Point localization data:
•••

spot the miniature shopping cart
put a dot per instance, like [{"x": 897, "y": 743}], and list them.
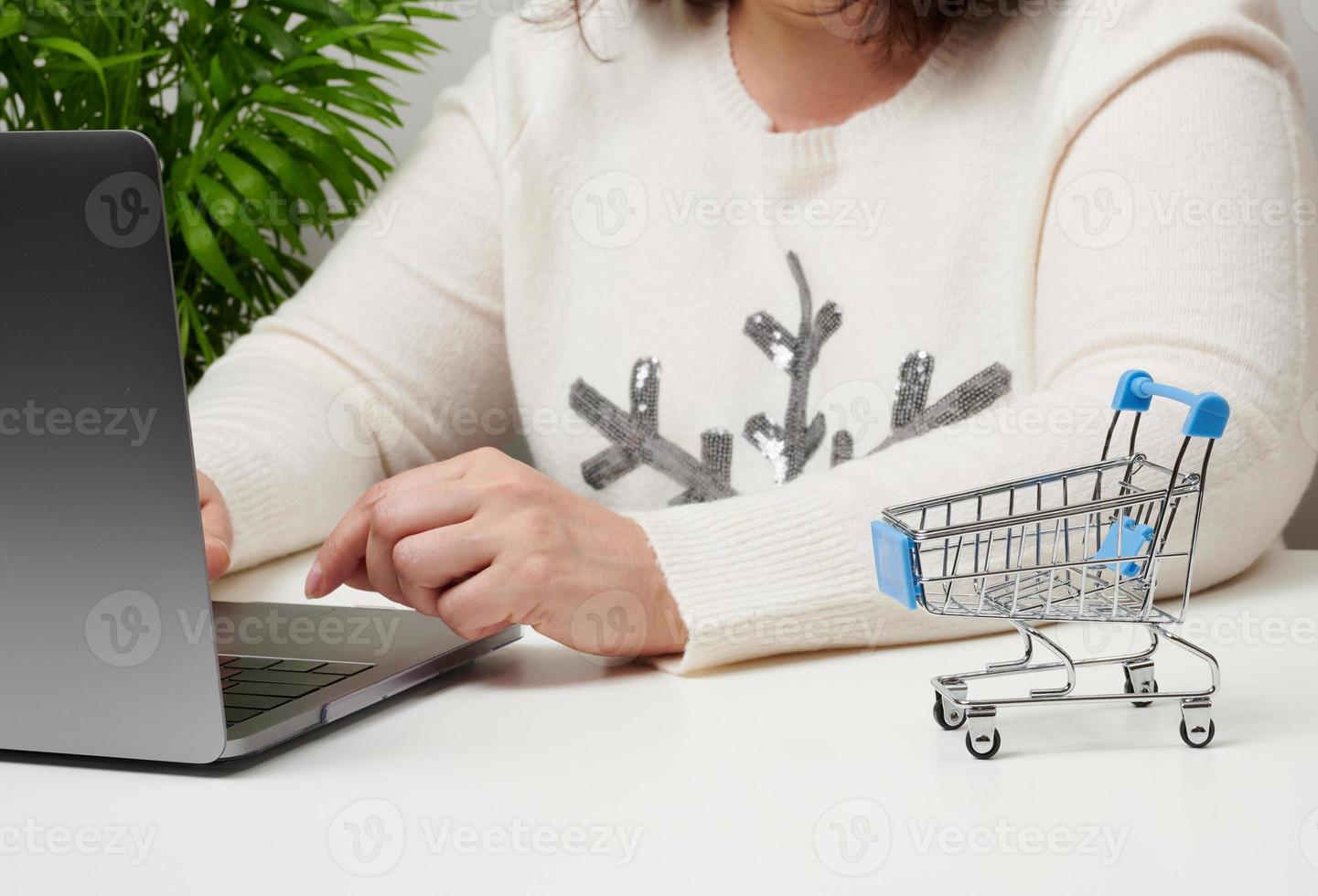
[{"x": 1087, "y": 544}]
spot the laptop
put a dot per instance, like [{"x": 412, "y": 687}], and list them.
[{"x": 110, "y": 644}]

•••

# DIRECTIONS FOR THIS TASK:
Your job is to return all lines above that hold the word "spot".

# SOLVED EXERCISE:
spot the miniature shopping cart
spot the laptop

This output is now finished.